• **DIRECTIONS FOR THIS TASK**:
Recast every line of the items below as a JSON list of strings, one string per line, omitting any blank lines.

Dataset records
--------------------------------

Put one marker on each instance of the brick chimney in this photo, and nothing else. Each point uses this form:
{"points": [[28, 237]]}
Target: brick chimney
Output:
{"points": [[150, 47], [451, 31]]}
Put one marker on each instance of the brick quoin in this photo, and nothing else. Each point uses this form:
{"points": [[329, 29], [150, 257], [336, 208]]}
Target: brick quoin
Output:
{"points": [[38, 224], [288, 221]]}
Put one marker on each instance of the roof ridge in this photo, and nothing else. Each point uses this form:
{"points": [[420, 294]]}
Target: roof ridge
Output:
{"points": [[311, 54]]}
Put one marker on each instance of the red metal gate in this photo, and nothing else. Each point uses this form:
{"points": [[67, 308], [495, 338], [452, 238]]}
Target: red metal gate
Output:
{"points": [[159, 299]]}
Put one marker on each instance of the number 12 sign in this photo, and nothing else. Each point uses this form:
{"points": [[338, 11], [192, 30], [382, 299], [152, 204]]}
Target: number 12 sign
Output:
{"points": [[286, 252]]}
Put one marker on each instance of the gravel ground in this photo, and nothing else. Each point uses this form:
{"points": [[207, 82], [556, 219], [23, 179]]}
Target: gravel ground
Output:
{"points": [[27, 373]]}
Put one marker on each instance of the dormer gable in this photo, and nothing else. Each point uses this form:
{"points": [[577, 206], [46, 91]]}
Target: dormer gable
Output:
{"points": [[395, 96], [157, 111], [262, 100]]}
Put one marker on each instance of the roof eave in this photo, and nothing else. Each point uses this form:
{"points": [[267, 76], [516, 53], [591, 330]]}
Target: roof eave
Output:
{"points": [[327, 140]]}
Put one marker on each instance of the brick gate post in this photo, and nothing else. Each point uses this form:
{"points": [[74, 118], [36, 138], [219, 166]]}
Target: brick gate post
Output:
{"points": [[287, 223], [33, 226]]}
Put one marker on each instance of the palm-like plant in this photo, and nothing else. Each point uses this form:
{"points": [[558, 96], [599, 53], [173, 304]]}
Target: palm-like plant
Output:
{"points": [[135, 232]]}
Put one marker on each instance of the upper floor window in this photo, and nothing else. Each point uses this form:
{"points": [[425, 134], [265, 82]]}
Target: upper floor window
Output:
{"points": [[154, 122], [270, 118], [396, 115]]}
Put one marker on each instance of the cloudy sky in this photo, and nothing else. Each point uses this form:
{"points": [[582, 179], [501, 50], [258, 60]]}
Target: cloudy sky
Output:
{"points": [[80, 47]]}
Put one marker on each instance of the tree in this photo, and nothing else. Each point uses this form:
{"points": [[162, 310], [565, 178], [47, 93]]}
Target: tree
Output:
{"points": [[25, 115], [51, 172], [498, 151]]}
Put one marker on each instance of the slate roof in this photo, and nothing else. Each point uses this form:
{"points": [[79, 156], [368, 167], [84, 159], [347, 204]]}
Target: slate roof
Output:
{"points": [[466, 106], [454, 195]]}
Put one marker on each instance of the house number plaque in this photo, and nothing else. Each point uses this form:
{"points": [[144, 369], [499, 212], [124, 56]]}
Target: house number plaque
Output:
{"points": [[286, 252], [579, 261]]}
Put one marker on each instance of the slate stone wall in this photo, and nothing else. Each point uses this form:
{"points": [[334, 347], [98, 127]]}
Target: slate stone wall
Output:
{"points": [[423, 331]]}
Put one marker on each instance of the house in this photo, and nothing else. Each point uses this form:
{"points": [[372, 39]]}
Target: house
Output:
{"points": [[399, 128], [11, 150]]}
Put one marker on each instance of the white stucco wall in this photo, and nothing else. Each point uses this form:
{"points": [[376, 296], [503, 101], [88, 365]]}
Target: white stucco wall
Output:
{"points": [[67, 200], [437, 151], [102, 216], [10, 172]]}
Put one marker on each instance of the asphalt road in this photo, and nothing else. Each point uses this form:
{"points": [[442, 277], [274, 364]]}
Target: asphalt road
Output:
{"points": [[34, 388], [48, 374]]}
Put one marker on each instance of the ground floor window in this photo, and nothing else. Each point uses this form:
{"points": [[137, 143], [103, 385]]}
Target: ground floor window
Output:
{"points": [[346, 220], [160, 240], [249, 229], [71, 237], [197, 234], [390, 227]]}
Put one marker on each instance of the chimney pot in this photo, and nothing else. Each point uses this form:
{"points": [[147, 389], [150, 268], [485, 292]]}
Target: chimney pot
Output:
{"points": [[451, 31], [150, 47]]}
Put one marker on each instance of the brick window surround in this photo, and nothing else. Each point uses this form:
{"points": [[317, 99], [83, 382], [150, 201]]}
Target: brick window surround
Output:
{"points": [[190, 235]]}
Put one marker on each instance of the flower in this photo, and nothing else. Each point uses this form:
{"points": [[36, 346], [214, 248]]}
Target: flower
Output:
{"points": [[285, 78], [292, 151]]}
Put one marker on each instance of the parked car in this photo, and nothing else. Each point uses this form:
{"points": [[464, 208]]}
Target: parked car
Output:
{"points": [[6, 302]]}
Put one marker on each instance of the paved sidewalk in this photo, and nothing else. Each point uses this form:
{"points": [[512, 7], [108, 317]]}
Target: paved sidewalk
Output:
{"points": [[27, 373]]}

--------------------------------

• **ANSWER TO THE TASK**:
[
  "Put one marker on each instance of the brick chimney in this photo, and nothing else. Each point uses this form:",
  "{\"points\": [[28, 237]]}",
  "Target: brick chimney",
  "Output:",
  "{\"points\": [[150, 47], [451, 31]]}",
  "Put one marker on each instance of the brick quoin in this photo, and nothing else. Each point uses this form:",
  "{\"points\": [[329, 29], [150, 257], [336, 208]]}",
  "Target: brick quoin",
  "Output:",
  "{\"points\": [[38, 224], [288, 221]]}",
  "Put one marker on each instance of the roof ridge in this photo, and nothing else. Each point uses this form:",
  "{\"points\": [[420, 294]]}",
  "Target: roof ridge",
  "Output:",
  "{\"points\": [[311, 54]]}",
  "Put one marker on each instance of the red metal gate in this photo, and nothing else. Each point uses this form:",
  "{\"points\": [[67, 308], [495, 338], [452, 238]]}",
  "Target: red metal gate",
  "Output:",
  "{\"points\": [[159, 299]]}",
  "Put one marker on each instance of the number 12 sign in this photo, and nothing else. Each point uses this form:",
  "{\"points\": [[338, 11], [192, 30], [382, 299], [152, 204]]}",
  "Target: number 12 sign",
  "Output:",
  "{\"points\": [[286, 252]]}",
  "Put one marker on each instance of the gravel ground in this photo, and nothing else. Each point uses this form:",
  "{\"points\": [[207, 82], [556, 219], [23, 179]]}",
  "Target: gravel ground",
  "Output:",
  "{\"points\": [[27, 373]]}",
  "Put one marker on each instance of the dormer gable in this photo, and nothing else. Each point uses this form:",
  "{\"points\": [[577, 206], [46, 91]]}",
  "Target: dormer gable",
  "Output:",
  "{\"points\": [[395, 96], [157, 111], [262, 100]]}",
  "Put one marker on each instance of the roof eave in this photo, and nothing else. Each point uses this form:",
  "{\"points\": [[267, 76], [516, 53], [591, 330]]}",
  "Target: roof eave",
  "Output:",
  "{\"points\": [[327, 140]]}",
  "Put one marker on each instance of the brick gate post in this photo, and nothing else. Each point uses this form:",
  "{\"points\": [[74, 118], [36, 138], [219, 166]]}",
  "Target: brick gate post",
  "Output:",
  "{\"points\": [[287, 223], [33, 226]]}",
  "Put one marker on each instance of the palm-like plant in this photo, and nothing else. Each point uses this form:",
  "{\"points\": [[558, 96], [599, 53], [173, 304]]}",
  "Target: palm-like plant",
  "Output:",
  "{\"points\": [[135, 232]]}",
  "Put one marker on each instance of the upper floor window in this photo, and nothing else. Each point uses this form:",
  "{\"points\": [[425, 134], [265, 82]]}",
  "Target: upper floor window",
  "Output:",
  "{\"points\": [[154, 122], [270, 118], [396, 115]]}",
  "Put one marker on each instance of the cloudy sky in this photo, and nothing else. Each point uses this form:",
  "{\"points\": [[582, 179], [501, 50], [258, 60]]}",
  "Target: cloudy sky",
  "Output:",
  "{\"points\": [[80, 47]]}",
  "Put one marker on each instance of the tree in this photo, and nothing else. Each point uses this form:",
  "{\"points\": [[162, 310], [565, 178], [47, 93]]}",
  "Target: tree",
  "Output:",
  "{\"points\": [[25, 115], [51, 172], [498, 151]]}",
  "Put one marker on each instance of the slate roof in this photo, and nothing else. Each point uses this form:",
  "{\"points\": [[79, 156], [368, 167], [84, 159], [347, 204]]}",
  "Target: slate roof",
  "Output:",
  "{\"points\": [[466, 106], [454, 195]]}",
  "Put one marker on each instance of the house number plaque in this photo, and nothing else. Each point uses this form:",
  "{\"points\": [[144, 369], [499, 212], [124, 56]]}",
  "Target: house number plaque",
  "Output:",
  "{\"points\": [[286, 252], [579, 261]]}",
  "Put one marker on each instance of the slate stone wall in this photo, and nothing else. Each point uses this form:",
  "{\"points\": [[334, 347], [98, 127]]}",
  "Target: slate stone wall",
  "Output:",
  "{\"points\": [[423, 331]]}",
  "Put one marker on each instance of the house in this photo, and nothing else. Each point uses this form:",
  "{\"points\": [[372, 39]]}",
  "Target: house",
  "Output:",
  "{\"points\": [[399, 128], [11, 150]]}",
  "Put one marker on each instance of the white stucco wall in this photo, and nothing else. Each point uses this form:",
  "{\"points\": [[376, 296], [503, 101], [88, 365]]}",
  "Target: white stucco wall",
  "Output:",
  "{\"points\": [[67, 200], [437, 151], [102, 216], [10, 172]]}",
  "Put one marker on each instance of the asphalt road in this photo, and nothing else. Each point uses this form:",
  "{\"points\": [[442, 277], [274, 364]]}",
  "Target: asphalt road",
  "Output:",
  "{\"points\": [[34, 388], [48, 374]]}",
  "Put one marker on each instance of the ground floor window in this photo, and nothing else. Each point uses this form:",
  "{\"points\": [[137, 143], [103, 385]]}",
  "Target: ground floor window",
  "Output:",
  "{\"points\": [[346, 220], [160, 240], [249, 229], [71, 237], [197, 234], [390, 227]]}",
  "Put one marker on each instance of the chimney pot in this photo, and nothing else. Each point uses this form:",
  "{\"points\": [[147, 389], [150, 268], [485, 292]]}",
  "Target: chimney pot",
  "Output:",
  "{\"points\": [[451, 31], [150, 47]]}",
  "Put one marker on each instance of the brick window surround in this photo, and nothing else. Each point uses this form:",
  "{\"points\": [[317, 99], [83, 382], [150, 201]]}",
  "Target: brick window surround",
  "Output:",
  "{\"points\": [[190, 235]]}",
  "Put one marker on each instance of the flower in this photo, and nothing else. Each point uses this form:",
  "{\"points\": [[36, 346], [214, 248]]}",
  "Target: flower",
  "Output:",
  "{\"points\": [[285, 78], [292, 151]]}",
  "Put one marker on each instance of the parked car in this photo, and nothing else. Each point uses this form:",
  "{\"points\": [[464, 208]]}",
  "Target: parked car",
  "Output:",
  "{\"points\": [[6, 302]]}",
  "Put one marker on each instance of the paved sidewalk in this photo, and nothing else. Each point uses this form:",
  "{\"points\": [[512, 7], [108, 317]]}",
  "Target: paved sidewalk",
  "Output:",
  "{\"points\": [[27, 373]]}"
]